• Direction: State only the number of lines in the rows below that contain the string "circular". Case is significant when matching.

Dataset records about object locations
+---+

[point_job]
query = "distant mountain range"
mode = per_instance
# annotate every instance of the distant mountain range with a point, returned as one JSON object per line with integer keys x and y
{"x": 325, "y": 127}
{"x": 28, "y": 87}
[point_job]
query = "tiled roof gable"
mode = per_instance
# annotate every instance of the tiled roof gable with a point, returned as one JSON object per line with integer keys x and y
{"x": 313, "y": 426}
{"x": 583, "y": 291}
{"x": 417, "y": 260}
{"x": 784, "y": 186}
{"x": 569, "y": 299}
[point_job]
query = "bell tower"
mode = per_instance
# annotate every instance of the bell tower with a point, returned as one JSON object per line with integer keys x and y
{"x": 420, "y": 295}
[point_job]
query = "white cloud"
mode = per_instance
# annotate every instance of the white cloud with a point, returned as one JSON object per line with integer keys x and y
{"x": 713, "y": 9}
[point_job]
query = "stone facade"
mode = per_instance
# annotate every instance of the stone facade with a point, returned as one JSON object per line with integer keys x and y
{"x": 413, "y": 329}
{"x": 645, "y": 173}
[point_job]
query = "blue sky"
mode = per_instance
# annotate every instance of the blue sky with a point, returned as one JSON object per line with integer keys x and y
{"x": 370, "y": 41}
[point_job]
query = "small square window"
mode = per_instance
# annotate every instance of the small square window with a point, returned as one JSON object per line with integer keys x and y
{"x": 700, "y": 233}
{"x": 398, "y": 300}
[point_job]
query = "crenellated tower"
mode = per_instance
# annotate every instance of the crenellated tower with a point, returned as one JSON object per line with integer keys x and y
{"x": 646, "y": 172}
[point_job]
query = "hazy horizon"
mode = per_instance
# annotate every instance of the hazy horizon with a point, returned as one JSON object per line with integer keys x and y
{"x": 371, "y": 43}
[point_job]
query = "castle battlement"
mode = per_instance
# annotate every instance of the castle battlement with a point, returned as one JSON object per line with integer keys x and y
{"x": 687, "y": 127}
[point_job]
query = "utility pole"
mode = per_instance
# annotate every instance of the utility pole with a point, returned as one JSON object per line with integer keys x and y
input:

+---+

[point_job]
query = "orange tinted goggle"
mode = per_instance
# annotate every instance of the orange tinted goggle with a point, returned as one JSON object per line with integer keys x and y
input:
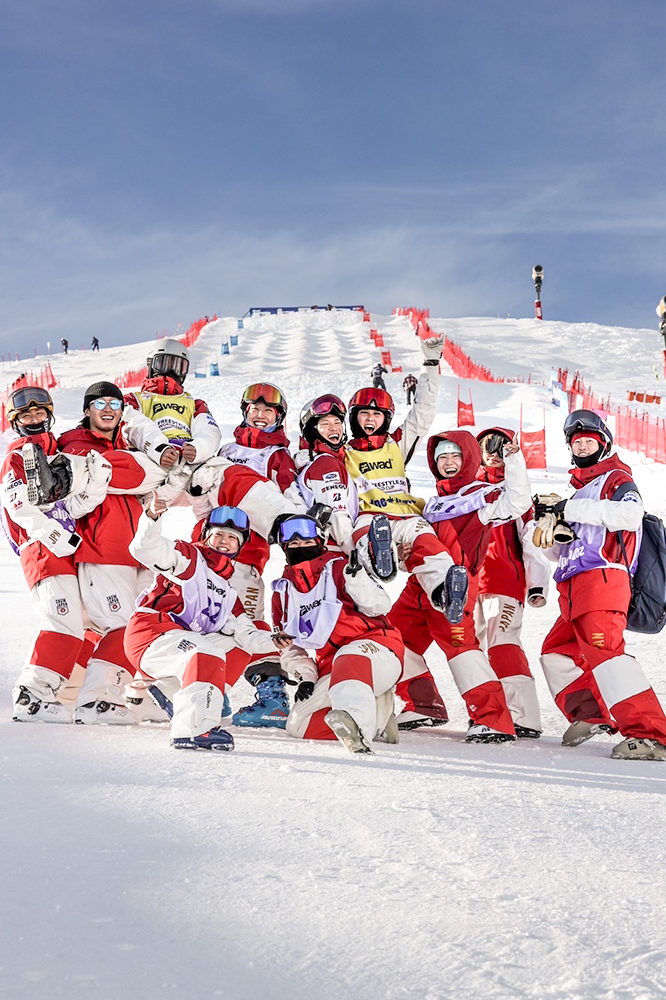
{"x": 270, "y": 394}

+---+

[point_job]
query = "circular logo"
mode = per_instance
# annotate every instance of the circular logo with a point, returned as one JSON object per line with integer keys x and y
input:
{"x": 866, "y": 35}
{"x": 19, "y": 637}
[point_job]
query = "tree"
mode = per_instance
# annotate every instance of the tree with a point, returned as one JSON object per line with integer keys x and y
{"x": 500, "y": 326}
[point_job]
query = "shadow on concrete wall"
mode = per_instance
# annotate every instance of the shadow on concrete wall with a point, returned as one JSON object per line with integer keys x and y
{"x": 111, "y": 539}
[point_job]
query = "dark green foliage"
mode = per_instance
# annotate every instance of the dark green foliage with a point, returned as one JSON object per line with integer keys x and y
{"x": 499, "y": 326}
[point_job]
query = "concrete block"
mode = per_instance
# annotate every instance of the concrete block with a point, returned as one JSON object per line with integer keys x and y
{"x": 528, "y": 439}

+---+

• Answer to this exercise: 2